[WRITTEN PROBLEM]: Rewrite everything from the line containing "task: provide the mask of every instance of the **marsh" down to the line containing "M 189 99 L 0 101 L 2 255 L 191 253 Z", both included. Scale each coordinate in the answer outline by 0.7 and round to whole numbers, halves up, leaving all other lines and numbers unchanged.

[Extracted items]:
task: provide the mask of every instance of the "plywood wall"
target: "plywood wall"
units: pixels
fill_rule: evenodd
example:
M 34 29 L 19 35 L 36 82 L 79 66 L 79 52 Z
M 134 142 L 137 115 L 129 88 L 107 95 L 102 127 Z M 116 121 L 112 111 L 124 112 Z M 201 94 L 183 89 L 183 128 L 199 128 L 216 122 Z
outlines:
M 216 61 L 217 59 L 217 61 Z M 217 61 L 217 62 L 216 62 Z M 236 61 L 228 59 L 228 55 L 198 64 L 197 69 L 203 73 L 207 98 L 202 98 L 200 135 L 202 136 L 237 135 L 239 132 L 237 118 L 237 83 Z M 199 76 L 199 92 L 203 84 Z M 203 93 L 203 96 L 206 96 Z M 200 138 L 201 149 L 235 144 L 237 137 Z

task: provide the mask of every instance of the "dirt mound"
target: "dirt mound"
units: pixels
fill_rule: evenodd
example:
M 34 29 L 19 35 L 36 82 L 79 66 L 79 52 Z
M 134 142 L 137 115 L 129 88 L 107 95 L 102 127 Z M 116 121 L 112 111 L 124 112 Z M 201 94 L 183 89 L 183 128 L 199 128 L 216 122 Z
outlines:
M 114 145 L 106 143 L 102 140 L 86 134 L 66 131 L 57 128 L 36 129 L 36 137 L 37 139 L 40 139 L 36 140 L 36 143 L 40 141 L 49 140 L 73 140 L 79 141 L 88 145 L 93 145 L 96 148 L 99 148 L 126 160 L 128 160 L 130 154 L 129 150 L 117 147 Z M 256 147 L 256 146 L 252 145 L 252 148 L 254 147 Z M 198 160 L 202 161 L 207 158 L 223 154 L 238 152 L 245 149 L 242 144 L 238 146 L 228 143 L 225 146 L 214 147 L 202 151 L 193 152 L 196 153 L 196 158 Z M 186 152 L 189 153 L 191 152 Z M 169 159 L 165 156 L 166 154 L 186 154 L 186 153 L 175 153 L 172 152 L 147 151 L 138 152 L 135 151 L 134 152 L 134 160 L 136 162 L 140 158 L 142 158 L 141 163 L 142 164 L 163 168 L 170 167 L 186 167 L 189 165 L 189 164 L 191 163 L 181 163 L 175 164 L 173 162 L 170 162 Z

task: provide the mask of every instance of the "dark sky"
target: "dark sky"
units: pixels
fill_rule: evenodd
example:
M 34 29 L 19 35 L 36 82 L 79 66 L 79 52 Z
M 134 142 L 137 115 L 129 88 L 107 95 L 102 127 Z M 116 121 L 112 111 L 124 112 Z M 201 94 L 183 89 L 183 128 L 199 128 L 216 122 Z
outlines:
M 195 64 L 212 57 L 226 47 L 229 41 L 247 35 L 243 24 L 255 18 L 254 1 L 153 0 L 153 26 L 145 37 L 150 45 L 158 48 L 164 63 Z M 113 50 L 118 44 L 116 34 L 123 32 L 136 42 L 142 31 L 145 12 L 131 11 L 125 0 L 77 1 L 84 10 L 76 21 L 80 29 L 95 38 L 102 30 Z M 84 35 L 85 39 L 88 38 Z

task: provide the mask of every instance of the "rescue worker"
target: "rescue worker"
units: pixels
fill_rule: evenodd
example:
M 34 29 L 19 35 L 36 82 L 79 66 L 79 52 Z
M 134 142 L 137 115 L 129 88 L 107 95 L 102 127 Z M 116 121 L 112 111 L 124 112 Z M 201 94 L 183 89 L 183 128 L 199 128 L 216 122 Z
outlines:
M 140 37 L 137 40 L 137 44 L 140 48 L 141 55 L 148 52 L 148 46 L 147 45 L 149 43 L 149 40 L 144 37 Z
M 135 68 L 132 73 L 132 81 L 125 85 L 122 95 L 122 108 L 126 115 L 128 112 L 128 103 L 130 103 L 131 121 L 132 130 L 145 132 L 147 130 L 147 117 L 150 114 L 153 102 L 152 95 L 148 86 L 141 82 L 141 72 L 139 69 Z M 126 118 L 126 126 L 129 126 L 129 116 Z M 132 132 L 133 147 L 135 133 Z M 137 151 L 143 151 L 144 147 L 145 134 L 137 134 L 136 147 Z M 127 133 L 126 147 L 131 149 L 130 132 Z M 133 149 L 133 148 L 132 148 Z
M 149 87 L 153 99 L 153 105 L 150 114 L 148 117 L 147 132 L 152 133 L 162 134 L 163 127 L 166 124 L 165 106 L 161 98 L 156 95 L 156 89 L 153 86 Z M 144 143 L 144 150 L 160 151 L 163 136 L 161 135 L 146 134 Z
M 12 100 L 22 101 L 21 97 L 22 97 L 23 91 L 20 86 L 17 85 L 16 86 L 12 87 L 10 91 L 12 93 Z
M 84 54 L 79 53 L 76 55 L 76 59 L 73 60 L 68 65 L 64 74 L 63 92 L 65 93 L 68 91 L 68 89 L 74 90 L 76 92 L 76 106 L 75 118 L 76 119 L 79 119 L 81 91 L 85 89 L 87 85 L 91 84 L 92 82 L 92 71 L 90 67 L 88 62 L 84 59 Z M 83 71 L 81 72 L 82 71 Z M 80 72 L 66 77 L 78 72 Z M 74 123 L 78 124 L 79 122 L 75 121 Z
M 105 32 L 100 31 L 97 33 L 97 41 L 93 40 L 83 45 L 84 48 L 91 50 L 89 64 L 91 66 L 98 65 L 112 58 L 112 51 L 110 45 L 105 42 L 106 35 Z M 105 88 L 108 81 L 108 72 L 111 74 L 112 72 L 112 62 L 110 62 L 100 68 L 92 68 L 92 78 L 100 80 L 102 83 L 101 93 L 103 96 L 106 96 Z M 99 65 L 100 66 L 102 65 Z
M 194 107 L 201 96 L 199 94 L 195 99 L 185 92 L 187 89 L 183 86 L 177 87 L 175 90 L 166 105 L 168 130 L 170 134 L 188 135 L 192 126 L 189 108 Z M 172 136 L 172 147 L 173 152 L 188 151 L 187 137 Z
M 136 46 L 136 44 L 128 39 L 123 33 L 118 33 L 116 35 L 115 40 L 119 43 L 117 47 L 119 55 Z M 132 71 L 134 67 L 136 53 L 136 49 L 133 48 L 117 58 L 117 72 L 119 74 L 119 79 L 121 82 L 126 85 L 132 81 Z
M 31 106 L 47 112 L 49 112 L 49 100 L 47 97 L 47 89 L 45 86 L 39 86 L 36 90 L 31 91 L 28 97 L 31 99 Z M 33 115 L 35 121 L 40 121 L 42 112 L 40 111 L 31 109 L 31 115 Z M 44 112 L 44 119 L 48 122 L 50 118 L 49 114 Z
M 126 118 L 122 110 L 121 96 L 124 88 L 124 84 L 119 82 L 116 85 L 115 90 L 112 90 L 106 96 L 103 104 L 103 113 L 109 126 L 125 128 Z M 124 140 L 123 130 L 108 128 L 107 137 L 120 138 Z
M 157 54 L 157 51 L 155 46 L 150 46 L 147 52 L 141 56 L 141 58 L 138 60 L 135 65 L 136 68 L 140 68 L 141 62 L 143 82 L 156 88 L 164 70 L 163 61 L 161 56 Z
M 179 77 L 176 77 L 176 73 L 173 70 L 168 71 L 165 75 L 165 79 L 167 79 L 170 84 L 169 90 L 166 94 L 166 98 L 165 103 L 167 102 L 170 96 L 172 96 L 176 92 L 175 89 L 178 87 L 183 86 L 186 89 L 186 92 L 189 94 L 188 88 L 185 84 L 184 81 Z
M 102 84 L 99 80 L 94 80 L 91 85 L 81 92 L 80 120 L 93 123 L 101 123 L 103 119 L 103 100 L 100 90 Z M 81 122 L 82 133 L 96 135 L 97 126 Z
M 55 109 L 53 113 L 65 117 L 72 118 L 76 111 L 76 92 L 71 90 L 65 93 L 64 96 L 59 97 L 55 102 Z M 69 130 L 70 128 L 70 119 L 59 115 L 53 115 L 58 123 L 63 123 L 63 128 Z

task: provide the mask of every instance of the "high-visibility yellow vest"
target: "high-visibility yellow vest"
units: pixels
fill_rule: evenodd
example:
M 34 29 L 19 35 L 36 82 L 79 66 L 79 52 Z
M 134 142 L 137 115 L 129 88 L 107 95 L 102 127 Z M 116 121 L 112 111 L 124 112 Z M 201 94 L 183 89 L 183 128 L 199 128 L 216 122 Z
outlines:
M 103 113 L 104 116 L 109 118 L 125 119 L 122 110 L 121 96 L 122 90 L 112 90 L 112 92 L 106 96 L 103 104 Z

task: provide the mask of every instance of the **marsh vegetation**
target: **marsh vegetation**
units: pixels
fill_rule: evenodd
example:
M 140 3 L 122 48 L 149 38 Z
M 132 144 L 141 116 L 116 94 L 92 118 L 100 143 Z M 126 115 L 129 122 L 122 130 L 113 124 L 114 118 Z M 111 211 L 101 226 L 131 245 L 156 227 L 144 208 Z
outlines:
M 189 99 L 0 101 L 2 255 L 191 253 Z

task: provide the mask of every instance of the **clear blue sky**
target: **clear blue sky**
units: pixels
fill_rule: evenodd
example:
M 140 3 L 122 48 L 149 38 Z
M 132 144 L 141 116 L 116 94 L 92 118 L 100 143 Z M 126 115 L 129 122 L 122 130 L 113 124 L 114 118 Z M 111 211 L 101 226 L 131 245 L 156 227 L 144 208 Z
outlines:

[TASK RESPONSE]:
task: provide the mask of every instance of the **marsh vegetation**
target: **marsh vegetation**
units: pixels
fill_rule: evenodd
example:
M 140 3 L 122 48 L 149 38 Z
M 132 144 L 141 116 L 116 94 L 92 118 L 100 143 Z M 126 115 L 129 122 L 122 130 L 113 124 L 114 118 Z M 111 211 L 101 226 L 131 245 L 156 227 L 144 208 Z
outlines:
M 132 69 L 0 71 L 1 179 L 134 177 Z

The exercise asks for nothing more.